**THE REQUEST:** Reproduce each of the following items word for word, keeping every line and every number unchanged.

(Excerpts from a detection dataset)

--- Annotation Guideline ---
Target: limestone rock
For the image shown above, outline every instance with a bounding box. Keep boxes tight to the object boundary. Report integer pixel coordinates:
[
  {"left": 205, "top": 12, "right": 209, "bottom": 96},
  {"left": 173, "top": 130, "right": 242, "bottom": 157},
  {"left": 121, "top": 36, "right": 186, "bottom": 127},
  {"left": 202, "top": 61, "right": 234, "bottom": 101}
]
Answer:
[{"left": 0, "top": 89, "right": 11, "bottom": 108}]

**FINISHED EXERCISE:**
--- Annotation Guideline ---
Target: limestone rock
For the image shown above, outline every instance with a bounding box. Keep boxes tight to the object boundary. Report integer pixel coordinates:
[
  {"left": 205, "top": 12, "right": 209, "bottom": 96},
  {"left": 173, "top": 130, "right": 242, "bottom": 157},
  {"left": 121, "top": 36, "right": 186, "bottom": 127},
  {"left": 202, "top": 61, "right": 234, "bottom": 101}
]
Answer:
[{"left": 0, "top": 89, "right": 11, "bottom": 108}]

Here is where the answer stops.